* **EXCERPTED RECORDS**
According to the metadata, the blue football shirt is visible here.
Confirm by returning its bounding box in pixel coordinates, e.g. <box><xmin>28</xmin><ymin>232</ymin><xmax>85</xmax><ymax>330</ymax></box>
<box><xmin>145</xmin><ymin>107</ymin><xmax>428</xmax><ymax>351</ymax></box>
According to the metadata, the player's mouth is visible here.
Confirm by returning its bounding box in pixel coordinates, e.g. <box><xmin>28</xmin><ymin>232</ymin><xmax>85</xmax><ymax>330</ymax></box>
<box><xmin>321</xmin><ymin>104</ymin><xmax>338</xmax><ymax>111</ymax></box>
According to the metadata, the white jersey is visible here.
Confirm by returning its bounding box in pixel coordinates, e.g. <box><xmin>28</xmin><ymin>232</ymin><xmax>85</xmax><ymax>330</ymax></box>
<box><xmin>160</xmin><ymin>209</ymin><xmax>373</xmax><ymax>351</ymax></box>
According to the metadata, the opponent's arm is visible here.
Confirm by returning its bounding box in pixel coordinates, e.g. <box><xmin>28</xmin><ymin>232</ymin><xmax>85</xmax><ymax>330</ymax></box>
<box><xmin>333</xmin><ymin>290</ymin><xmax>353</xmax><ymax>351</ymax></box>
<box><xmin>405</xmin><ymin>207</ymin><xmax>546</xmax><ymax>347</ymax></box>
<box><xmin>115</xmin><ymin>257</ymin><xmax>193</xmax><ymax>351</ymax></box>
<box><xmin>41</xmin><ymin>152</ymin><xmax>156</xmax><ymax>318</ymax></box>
==
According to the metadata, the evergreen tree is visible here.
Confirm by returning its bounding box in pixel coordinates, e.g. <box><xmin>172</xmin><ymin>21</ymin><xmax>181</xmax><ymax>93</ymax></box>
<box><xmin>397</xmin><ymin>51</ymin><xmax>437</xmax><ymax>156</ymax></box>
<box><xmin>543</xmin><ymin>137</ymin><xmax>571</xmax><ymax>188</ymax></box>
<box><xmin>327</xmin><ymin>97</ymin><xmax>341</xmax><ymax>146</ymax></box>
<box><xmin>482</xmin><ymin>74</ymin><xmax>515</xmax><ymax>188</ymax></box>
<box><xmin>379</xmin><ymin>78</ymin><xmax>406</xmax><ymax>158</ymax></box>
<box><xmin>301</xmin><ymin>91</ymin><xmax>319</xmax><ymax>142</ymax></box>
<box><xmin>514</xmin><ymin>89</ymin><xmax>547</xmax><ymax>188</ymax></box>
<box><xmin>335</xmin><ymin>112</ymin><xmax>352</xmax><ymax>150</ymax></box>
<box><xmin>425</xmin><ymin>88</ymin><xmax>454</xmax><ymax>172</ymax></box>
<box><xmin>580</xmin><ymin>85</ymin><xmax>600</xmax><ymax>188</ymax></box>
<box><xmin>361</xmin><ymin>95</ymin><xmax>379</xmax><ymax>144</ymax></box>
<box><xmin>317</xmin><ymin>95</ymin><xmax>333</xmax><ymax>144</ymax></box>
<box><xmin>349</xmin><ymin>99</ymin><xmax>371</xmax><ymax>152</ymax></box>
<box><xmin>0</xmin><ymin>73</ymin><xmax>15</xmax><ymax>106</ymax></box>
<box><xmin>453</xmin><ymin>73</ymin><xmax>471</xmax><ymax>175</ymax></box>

* **WHAT YOU WILL DO**
Report each row above that contains the word "here", copying every such row in full.

* **SOLUTION FOR THIS PROBLEM**
According to the metadata, the blue football shirt is visible here.
According to the metadata, the player's mouth is visible here.
According to the metadata, the white jersey is visible here.
According to the metadata, the opponent's arm is visible here.
According to the metadata, the evergreen tree is visible here.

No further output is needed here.